Recast the lines as a Markdown table with the columns "Row" and "Line," starting with the line containing "trace: red sleeve" and running through the last line, with both ends included. Number each row and leave out blank lines.

(Region outline entries)
#####
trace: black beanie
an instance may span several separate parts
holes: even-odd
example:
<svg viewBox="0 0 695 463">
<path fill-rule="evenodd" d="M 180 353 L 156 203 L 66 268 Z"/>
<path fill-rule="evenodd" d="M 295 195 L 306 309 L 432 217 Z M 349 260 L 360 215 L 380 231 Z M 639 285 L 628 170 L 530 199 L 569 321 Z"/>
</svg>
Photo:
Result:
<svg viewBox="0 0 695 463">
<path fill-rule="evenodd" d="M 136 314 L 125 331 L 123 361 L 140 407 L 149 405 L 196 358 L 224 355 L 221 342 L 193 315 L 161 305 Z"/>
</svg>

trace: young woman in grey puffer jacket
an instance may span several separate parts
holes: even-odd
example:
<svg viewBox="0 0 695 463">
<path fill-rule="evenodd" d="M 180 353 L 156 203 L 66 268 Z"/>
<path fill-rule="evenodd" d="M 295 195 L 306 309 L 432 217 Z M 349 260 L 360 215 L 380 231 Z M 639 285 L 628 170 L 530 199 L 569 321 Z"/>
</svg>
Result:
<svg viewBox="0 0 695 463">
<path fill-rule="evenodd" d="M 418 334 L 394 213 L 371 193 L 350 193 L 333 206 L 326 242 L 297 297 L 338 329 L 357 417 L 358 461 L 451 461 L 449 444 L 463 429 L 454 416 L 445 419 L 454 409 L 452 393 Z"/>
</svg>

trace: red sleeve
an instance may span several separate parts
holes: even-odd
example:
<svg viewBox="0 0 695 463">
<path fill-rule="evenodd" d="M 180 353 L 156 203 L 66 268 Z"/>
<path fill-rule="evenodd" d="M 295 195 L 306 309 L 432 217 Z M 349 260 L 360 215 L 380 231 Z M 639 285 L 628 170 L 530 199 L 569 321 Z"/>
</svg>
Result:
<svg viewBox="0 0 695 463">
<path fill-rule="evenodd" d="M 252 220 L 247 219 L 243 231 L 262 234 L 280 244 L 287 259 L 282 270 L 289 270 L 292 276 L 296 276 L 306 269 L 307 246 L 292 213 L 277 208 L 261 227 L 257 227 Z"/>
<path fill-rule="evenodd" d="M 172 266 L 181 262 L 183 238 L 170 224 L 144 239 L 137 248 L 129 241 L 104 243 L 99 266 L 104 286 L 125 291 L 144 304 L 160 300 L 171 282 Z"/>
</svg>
#####
- _Task output_:
| Row | Line |
|---|---|
| 1 | trace: red sleeve |
| 2 | an instance may span several separate parts |
| 3 | holes: even-odd |
| 4 | example: |
| 5 | <svg viewBox="0 0 695 463"> |
| 6 | <path fill-rule="evenodd" d="M 180 353 L 156 203 L 66 268 Z"/> |
| 7 | <path fill-rule="evenodd" d="M 295 195 L 306 309 L 432 217 Z M 349 260 L 360 215 L 380 231 Z M 639 285 L 628 170 L 530 199 L 569 321 Z"/> |
| 8 | </svg> |
| 9 | Result: |
| 10 | <svg viewBox="0 0 695 463"> |
| 11 | <path fill-rule="evenodd" d="M 252 220 L 247 219 L 243 231 L 262 234 L 280 244 L 287 259 L 282 270 L 289 270 L 292 276 L 296 276 L 306 269 L 307 246 L 292 213 L 277 208 L 261 227 L 257 227 Z"/> |
| 12 | <path fill-rule="evenodd" d="M 172 266 L 181 262 L 183 238 L 170 224 L 144 239 L 137 248 L 129 241 L 104 243 L 99 266 L 104 286 L 125 291 L 144 304 L 160 300 L 171 282 Z"/> |
| 13 | </svg> |